# [WHAT THIS TASK INVOLVES]
Can you transcribe every entry word for word, skipping the images?

== STORED ROWS ==

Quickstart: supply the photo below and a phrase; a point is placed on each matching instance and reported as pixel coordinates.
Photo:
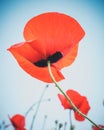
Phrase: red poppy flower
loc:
(79, 101)
(95, 128)
(18, 121)
(50, 36)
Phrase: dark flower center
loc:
(53, 58)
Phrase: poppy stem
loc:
(70, 119)
(68, 98)
(36, 112)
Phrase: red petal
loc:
(57, 32)
(64, 101)
(95, 128)
(25, 55)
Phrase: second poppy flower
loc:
(79, 101)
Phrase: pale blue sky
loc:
(18, 90)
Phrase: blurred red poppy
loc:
(95, 128)
(18, 122)
(79, 101)
(50, 36)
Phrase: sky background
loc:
(18, 90)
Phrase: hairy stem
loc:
(68, 98)
(36, 112)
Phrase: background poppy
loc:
(18, 122)
(79, 101)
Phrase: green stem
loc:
(36, 112)
(68, 98)
(70, 119)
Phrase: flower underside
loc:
(53, 58)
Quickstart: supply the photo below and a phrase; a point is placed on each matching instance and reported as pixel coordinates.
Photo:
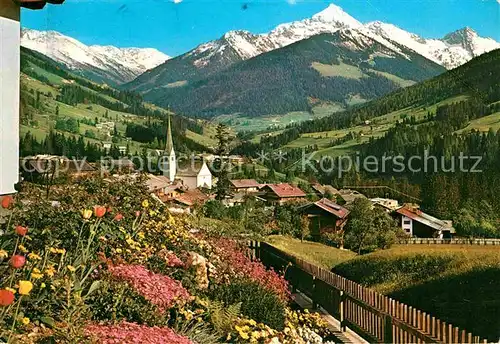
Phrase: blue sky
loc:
(175, 28)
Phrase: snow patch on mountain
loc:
(451, 51)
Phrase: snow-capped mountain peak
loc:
(453, 50)
(335, 14)
(119, 64)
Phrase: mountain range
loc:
(201, 76)
(103, 64)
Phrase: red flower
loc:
(99, 211)
(6, 297)
(21, 231)
(7, 201)
(17, 261)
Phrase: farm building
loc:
(325, 216)
(245, 185)
(194, 174)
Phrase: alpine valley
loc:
(331, 59)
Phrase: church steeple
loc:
(170, 142)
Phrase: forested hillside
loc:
(479, 78)
(452, 116)
(345, 68)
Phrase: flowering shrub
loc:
(160, 290)
(130, 333)
(257, 302)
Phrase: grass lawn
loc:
(457, 284)
(484, 123)
(313, 252)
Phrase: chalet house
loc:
(194, 174)
(245, 185)
(348, 195)
(189, 199)
(325, 216)
(418, 224)
(10, 57)
(240, 198)
(282, 193)
(158, 185)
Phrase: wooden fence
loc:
(454, 241)
(373, 316)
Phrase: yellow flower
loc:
(25, 287)
(86, 214)
(34, 256)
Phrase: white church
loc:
(193, 173)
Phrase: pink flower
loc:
(131, 333)
(7, 201)
(21, 231)
(158, 289)
(99, 211)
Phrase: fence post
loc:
(342, 311)
(388, 329)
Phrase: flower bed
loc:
(160, 290)
(101, 262)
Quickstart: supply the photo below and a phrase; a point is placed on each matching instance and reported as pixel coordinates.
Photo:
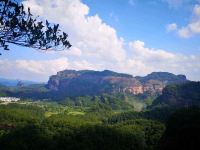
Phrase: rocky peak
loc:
(89, 82)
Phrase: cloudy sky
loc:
(129, 36)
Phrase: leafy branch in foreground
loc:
(19, 27)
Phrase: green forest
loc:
(101, 123)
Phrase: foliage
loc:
(180, 95)
(18, 26)
(183, 130)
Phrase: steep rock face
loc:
(87, 82)
(166, 77)
(187, 94)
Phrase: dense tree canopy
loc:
(18, 26)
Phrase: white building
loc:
(9, 99)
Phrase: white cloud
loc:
(145, 60)
(39, 70)
(95, 46)
(131, 2)
(176, 3)
(193, 28)
(88, 33)
(171, 27)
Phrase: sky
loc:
(128, 36)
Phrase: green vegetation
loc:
(103, 122)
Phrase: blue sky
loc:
(130, 36)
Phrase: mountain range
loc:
(89, 82)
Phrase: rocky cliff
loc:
(88, 82)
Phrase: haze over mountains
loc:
(89, 82)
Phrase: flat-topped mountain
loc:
(89, 82)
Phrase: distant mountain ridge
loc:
(180, 95)
(89, 82)
(15, 82)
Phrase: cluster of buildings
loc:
(9, 99)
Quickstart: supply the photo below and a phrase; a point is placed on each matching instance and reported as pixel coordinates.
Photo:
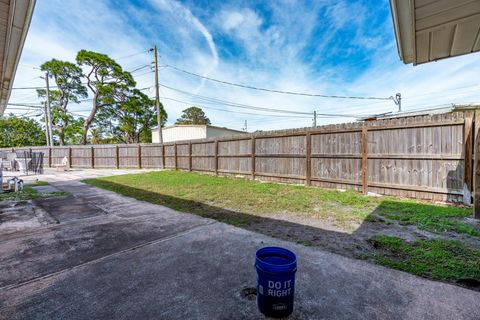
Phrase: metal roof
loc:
(15, 17)
(198, 125)
(429, 30)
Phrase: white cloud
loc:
(273, 57)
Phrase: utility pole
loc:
(399, 100)
(49, 114)
(47, 136)
(157, 97)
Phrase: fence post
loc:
(216, 157)
(308, 164)
(253, 157)
(93, 157)
(190, 156)
(117, 157)
(476, 166)
(468, 152)
(364, 159)
(163, 156)
(139, 156)
(175, 153)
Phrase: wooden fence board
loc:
(427, 157)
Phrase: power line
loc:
(246, 106)
(277, 91)
(236, 112)
(131, 55)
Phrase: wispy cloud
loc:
(333, 47)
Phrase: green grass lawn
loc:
(245, 203)
(434, 259)
(209, 196)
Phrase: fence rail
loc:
(427, 157)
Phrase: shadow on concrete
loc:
(353, 244)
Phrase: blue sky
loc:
(333, 47)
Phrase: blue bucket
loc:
(276, 269)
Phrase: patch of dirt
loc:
(350, 239)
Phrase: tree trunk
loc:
(89, 119)
(61, 135)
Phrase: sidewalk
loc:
(126, 259)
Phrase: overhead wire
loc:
(277, 91)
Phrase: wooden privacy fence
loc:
(426, 157)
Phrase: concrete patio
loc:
(100, 255)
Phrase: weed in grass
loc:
(431, 218)
(179, 190)
(435, 259)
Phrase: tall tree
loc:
(193, 115)
(130, 120)
(19, 132)
(68, 80)
(107, 81)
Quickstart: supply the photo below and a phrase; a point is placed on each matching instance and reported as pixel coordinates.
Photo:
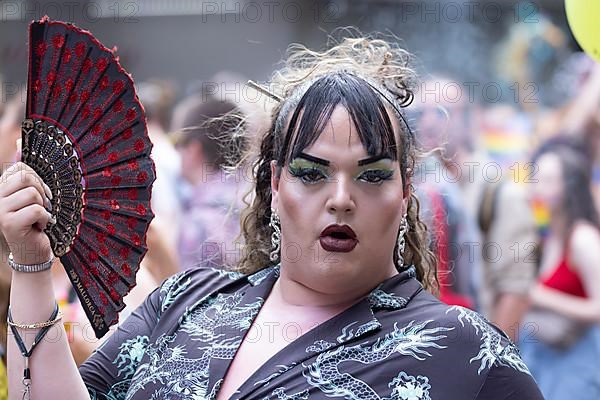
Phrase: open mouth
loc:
(338, 238)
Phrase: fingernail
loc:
(48, 191)
(48, 204)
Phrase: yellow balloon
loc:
(584, 20)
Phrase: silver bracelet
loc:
(29, 268)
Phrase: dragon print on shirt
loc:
(412, 340)
(491, 349)
(169, 364)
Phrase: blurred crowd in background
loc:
(509, 183)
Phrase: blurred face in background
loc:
(192, 160)
(10, 131)
(443, 117)
(329, 184)
(548, 187)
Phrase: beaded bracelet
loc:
(38, 325)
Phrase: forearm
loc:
(509, 311)
(54, 374)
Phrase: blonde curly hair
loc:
(384, 67)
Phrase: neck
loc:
(558, 224)
(293, 293)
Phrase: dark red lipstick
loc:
(338, 238)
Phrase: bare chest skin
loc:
(552, 255)
(275, 327)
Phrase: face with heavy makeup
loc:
(548, 188)
(335, 181)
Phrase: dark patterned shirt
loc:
(397, 343)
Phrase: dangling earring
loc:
(401, 242)
(275, 223)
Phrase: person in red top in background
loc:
(560, 340)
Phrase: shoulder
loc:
(470, 336)
(584, 245)
(583, 236)
(193, 284)
(503, 383)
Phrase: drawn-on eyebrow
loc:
(322, 161)
(371, 160)
(313, 159)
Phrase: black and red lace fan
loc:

===

# [THE REPLY]
Quickstart: supply the photo below and a phrase; a point is placed on each matching instance and reported as pixel coordinates.
Photo:
Phrase: red poppy flower
loc:
(79, 101)
(95, 128)
(18, 121)
(50, 36)
Phrase: dark flower center
loc:
(53, 58)
Phrase: poppy stem
loc:
(70, 119)
(68, 98)
(36, 112)
Phrase: red petal
loc:
(57, 32)
(64, 101)
(95, 128)
(25, 55)
Phrase: second poppy flower
loc:
(79, 101)
Phrase: pale blue sky
loc:
(18, 90)
Phrase: blurred red poppy
loc:
(95, 128)
(18, 122)
(79, 101)
(50, 36)
Phrase: sky background
loc:
(18, 90)
Phrase: hairy stem
loc:
(68, 98)
(36, 112)
Phrase: background poppy
loc:
(18, 122)
(79, 101)
Phrase: green stem
loc:
(36, 112)
(68, 98)
(70, 119)
Phrase: flower underside
loc:
(53, 58)
Quickstart: supply the photo below and a phrase; a point is placed on each matching instance and reported as pixel coordinates.
Photo:
Phrase: blue sky
loc:
(175, 28)
Phrase: snow patch on mountain
loc:
(451, 51)
Phrase: snow-capped mountain peak
loc:
(453, 50)
(335, 14)
(119, 64)
Phrase: mountain range
loc:
(201, 76)
(103, 64)
Phrase: red flower
loc:
(99, 211)
(6, 297)
(21, 231)
(7, 201)
(17, 261)
Phrase: farm building
loc:
(325, 216)
(245, 185)
(194, 174)
Phrase: alpine valley
loc:
(331, 59)
Phrase: church steeple
loc:
(170, 142)
Phrase: forested hillside
loc:
(479, 78)
(452, 116)
(345, 68)
Phrase: flowering shrub
loc:
(160, 290)
(130, 333)
(257, 302)
Phrase: grass lawn
loc:
(457, 284)
(484, 123)
(313, 252)
Phrase: chalet house
loc:
(194, 174)
(245, 185)
(348, 195)
(189, 199)
(325, 216)
(418, 224)
(10, 57)
(240, 198)
(282, 193)
(158, 185)
Phrase: wooden fence
loc:
(454, 241)
(373, 316)
Phrase: yellow flower
loc:
(25, 287)
(86, 214)
(34, 256)
Phrase: white church
loc:
(193, 173)
Phrase: pink flower
loc:
(131, 333)
(7, 201)
(21, 231)
(158, 289)
(99, 211)
Phrase: fence post
loc:
(342, 311)
(388, 329)
Phrase: flower bed
loc:
(160, 290)
(101, 262)
Quickstart: supply the photo below and a phrase; a point is placed on each matching instance and reported as pixel coordinates.
Photo:
Phrase: rocky peak
loc:
(89, 82)
Phrase: cloudy sky
loc:
(129, 36)
Phrase: leafy branch in foreground
loc:
(19, 27)
Phrase: green forest
loc:
(101, 123)
Phrase: foliage
loc:
(180, 95)
(18, 26)
(183, 130)
Phrase: steep rock face
loc:
(87, 82)
(166, 77)
(187, 94)
Phrase: dense tree canopy
loc:
(18, 26)
Phrase: white building
loc:
(9, 99)
Phrase: white cloud
loc:
(145, 60)
(39, 70)
(95, 46)
(131, 2)
(176, 3)
(193, 28)
(88, 33)
(171, 27)
Phrase: sky
loc:
(128, 36)
Phrase: green vegetation
loc:
(103, 122)
Phrase: blue sky
loc:
(130, 36)
Phrase: mountain range
loc:
(89, 82)
Phrase: rocky cliff
loc:
(88, 82)
Phrase: haze over mountains
loc:
(89, 82)
Phrase: flat-topped mountain
loc:
(89, 82)
Phrase: distant mountain ridge
loc:
(180, 95)
(89, 82)
(15, 82)
Phrase: cluster of buildings
loc:
(9, 99)
Quickstart: supply the photo below and a phrase; a point is placed on each matching instance and reported as pixel coordinates.
Photo:
Phrase: metal roof
loc:
(15, 17)
(198, 125)
(429, 30)
Phrase: white cloud
loc:
(273, 57)
Phrase: utility pole
loc:
(399, 100)
(49, 114)
(47, 136)
(157, 97)
Phrase: fence post
loc:
(216, 157)
(308, 164)
(253, 157)
(93, 157)
(190, 156)
(117, 157)
(476, 166)
(468, 152)
(364, 159)
(163, 156)
(139, 156)
(175, 153)
Phrase: wooden fence board
loc:
(427, 157)
Phrase: power line
loc:
(246, 106)
(277, 91)
(236, 112)
(131, 55)
Phrase: wispy cloud
loc:
(333, 47)
Phrase: green grass lawn
loc:
(245, 203)
(434, 259)
(209, 196)
Phrase: fence rail
loc:
(427, 157)
Phrase: shadow on concrete
loc:
(353, 244)
Phrase: blue sky
loc:
(333, 47)
Phrase: blue bucket
loc:
(276, 269)
Phrase: patch of dirt
loc:
(350, 239)
Phrase: tree trunk
loc:
(89, 119)
(61, 135)
Phrase: sidewalk
loc:
(126, 259)
Phrase: overhead wire
loc:
(277, 91)
Phrase: wooden privacy fence
loc:
(426, 157)
Phrase: concrete patio
loc:
(100, 255)
Phrase: weed in grass
loc:
(431, 218)
(179, 190)
(435, 259)
Phrase: tall tree
loc:
(193, 115)
(130, 120)
(19, 132)
(68, 80)
(107, 81)
Quickstart: supply the photo below and a phrase; a point is placed on each matching instance and reported as pixel coordinates.
Photo:
Phrase: open mouth
loc:
(338, 238)
Phrase: fingernail
loc:
(48, 191)
(48, 204)
Phrase: yellow balloon
loc:
(584, 20)
Phrase: silver bracelet
loc:
(29, 268)
Phrase: dragon print on shirt
loc:
(412, 340)
(491, 349)
(169, 364)
Phrase: blurred crowd in background
loc:
(509, 183)
Phrase: blurred face in background
loc:
(192, 160)
(10, 131)
(443, 117)
(329, 184)
(548, 187)
Phrase: beaded bracelet
loc:
(38, 325)
Phrase: forearm
loc:
(509, 311)
(54, 374)
Phrase: blonde curly hair
loc:
(384, 67)
Phrase: neck
loc:
(558, 224)
(293, 293)
Phrase: dark red lipstick
loc:
(338, 238)
Phrase: bare chest skin
loc:
(552, 255)
(275, 327)
Phrase: face with heavy makeup
loc:
(548, 188)
(335, 181)
Phrase: dark patterned shirt
loc:
(397, 343)
Phrase: dangling earring
loc:
(401, 242)
(275, 223)
Phrase: person in red top in background
loc:
(560, 340)
Phrase: shoulder
loc:
(470, 336)
(584, 245)
(583, 236)
(193, 284)
(503, 383)
Phrase: drawn-on eyebrow
loc:
(322, 161)
(371, 160)
(313, 159)
Phrase: black and red lace fan
loc:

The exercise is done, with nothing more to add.